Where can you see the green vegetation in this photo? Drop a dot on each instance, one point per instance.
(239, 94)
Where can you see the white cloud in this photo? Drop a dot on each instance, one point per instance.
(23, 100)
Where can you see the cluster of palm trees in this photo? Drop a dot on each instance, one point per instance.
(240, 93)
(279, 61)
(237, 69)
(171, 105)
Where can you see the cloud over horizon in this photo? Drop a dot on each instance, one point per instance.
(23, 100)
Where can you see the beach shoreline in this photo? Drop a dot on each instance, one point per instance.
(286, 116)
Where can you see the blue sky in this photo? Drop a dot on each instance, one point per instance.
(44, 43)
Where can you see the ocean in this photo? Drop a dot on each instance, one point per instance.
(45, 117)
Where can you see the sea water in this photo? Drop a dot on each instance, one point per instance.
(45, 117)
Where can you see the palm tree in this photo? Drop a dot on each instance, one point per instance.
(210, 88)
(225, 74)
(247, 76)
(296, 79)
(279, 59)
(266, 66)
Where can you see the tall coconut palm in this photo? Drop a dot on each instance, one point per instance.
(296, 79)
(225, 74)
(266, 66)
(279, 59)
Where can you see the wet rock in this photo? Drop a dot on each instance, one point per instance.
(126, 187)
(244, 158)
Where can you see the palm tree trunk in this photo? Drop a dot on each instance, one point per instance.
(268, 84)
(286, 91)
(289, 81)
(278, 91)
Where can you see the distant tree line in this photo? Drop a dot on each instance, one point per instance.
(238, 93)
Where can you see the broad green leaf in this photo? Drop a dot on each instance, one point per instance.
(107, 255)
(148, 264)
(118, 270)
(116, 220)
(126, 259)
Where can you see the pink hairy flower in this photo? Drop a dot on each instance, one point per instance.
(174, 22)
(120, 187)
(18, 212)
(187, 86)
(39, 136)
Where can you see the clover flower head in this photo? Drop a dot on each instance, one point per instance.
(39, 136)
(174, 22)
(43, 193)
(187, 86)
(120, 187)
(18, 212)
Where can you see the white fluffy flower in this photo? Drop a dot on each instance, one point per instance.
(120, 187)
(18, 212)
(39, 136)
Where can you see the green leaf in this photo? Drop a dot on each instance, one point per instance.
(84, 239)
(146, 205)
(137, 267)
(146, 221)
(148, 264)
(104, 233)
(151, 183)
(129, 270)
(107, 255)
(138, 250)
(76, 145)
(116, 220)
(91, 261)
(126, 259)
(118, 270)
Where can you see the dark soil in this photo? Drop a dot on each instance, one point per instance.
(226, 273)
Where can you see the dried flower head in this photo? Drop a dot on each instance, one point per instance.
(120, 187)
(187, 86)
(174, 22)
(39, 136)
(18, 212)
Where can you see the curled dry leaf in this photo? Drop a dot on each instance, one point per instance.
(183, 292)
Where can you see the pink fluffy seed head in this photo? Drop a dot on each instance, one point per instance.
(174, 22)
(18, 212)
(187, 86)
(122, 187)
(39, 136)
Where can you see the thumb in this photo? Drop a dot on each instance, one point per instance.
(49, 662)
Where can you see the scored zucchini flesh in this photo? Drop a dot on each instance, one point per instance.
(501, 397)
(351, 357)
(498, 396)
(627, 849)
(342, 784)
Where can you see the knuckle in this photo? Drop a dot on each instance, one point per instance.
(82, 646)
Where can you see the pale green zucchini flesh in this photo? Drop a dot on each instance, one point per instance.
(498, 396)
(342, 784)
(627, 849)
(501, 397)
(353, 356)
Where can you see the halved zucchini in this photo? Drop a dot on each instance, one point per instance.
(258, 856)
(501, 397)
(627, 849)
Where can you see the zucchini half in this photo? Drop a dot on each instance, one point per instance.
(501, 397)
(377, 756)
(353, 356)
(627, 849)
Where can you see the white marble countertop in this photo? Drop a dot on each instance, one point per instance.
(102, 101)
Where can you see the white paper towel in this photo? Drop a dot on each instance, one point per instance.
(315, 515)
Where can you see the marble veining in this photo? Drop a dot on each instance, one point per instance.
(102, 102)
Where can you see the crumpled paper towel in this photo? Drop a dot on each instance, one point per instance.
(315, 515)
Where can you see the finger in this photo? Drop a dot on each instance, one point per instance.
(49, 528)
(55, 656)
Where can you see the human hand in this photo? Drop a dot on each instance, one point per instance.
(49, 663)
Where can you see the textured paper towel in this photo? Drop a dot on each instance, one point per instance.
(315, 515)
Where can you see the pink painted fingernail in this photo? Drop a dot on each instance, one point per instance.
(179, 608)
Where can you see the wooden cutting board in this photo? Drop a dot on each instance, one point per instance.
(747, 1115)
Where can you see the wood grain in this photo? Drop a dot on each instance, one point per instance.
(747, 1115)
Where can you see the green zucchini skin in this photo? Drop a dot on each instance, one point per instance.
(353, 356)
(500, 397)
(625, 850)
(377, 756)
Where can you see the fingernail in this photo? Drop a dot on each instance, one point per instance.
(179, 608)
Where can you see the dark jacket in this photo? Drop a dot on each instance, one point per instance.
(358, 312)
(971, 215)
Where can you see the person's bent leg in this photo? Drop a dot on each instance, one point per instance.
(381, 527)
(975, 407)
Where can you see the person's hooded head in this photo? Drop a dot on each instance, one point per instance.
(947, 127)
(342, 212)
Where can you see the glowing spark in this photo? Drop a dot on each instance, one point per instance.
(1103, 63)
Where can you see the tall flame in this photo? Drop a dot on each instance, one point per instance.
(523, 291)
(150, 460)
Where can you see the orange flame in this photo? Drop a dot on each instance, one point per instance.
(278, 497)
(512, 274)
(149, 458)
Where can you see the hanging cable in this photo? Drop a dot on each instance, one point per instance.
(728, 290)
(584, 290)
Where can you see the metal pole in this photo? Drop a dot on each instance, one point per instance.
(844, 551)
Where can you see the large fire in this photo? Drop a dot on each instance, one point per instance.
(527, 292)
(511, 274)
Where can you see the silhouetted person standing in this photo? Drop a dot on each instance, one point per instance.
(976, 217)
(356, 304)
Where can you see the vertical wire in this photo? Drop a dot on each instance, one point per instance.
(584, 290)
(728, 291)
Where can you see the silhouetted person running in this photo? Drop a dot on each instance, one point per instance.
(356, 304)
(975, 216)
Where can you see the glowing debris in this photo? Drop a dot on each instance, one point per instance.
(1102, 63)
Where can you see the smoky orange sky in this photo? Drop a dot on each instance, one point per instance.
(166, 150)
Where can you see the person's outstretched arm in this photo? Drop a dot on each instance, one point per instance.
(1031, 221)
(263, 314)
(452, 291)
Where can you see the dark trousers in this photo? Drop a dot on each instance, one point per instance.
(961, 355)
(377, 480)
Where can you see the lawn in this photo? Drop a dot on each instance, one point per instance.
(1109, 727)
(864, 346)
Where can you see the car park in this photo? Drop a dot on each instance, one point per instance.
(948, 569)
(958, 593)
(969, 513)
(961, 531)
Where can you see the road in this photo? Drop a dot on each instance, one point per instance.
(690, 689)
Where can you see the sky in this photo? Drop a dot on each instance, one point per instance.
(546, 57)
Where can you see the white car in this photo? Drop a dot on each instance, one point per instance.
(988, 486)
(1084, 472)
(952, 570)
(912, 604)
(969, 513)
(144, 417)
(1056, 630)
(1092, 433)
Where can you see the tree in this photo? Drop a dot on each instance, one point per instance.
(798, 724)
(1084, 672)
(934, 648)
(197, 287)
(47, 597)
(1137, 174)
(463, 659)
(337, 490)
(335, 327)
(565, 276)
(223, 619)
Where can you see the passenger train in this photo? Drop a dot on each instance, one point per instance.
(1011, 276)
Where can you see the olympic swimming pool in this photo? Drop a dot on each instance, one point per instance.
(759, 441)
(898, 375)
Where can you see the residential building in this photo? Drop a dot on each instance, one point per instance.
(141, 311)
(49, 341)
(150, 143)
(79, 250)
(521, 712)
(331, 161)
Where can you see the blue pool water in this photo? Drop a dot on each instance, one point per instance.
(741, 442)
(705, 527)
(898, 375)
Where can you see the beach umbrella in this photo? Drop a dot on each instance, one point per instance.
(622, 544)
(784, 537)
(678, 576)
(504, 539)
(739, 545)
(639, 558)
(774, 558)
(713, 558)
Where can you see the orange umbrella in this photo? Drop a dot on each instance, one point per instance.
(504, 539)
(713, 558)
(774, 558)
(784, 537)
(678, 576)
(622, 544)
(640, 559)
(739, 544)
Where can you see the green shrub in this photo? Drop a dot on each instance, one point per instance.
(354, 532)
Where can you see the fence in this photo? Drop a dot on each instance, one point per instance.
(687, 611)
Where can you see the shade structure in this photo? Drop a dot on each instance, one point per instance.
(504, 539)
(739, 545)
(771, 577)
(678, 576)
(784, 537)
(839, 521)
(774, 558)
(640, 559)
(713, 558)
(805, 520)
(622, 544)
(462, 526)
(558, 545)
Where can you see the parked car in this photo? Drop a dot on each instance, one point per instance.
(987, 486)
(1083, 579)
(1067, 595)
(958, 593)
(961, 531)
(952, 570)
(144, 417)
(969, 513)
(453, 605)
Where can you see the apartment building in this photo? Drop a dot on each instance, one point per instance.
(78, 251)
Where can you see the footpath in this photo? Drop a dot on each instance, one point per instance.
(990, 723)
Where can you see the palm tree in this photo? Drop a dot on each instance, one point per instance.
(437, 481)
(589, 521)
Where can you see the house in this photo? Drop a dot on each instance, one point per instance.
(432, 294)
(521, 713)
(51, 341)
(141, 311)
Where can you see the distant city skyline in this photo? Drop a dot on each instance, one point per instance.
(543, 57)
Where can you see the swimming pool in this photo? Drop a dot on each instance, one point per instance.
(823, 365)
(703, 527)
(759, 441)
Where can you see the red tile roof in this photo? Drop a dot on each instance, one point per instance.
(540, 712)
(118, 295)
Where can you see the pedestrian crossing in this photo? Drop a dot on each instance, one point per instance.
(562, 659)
..............................
Exactly reproduce the lines beginning with the one that contains "Where can you see the fence" and ending with the last line of the material, both included. Leave out everything else.

Where can you see the fence in this photo? Drop a dot on each instance, one point per instance.
(687, 611)
Where can you see the shade structure in this photo? Drop a dot on each instance, one point per instance.
(504, 539)
(739, 545)
(771, 577)
(678, 576)
(784, 537)
(839, 521)
(774, 558)
(640, 559)
(713, 558)
(805, 520)
(622, 544)
(462, 526)
(558, 545)
Where can you see the parked car in this photo? Drop a dot on each instance, one point per instance.
(987, 486)
(1083, 579)
(1067, 595)
(958, 593)
(961, 531)
(952, 570)
(144, 417)
(969, 513)
(453, 605)
Where can you see the apartment building in this photo? Drop a dot on each instance, one point per instance.
(78, 251)
Where can you see the footpath in this photo? Drop a dot on each instance, one point per instance.
(990, 723)
Where can you see the palm tree in this photo? Drop a dot on each instance, one point per instance.
(437, 481)
(589, 521)
Where can you see the house in this photo? Drop a dot on each instance, one point per instance.
(432, 294)
(521, 713)
(51, 341)
(141, 311)
Where can you see the distant city skyline in this photo? Drop a dot on each instance, one point per instance.
(543, 57)
Where can you see the swimming pool in this photo? Drop a dot on each instance, one point per instance.
(823, 365)
(703, 527)
(759, 441)
Where can you see the red tile roof in this photo? Drop a dot on each instance, one point per instance.
(540, 712)
(118, 295)
Where can you see the pedestrian crossing in this photo? Drop a dot on each instance, one point per instance.
(562, 659)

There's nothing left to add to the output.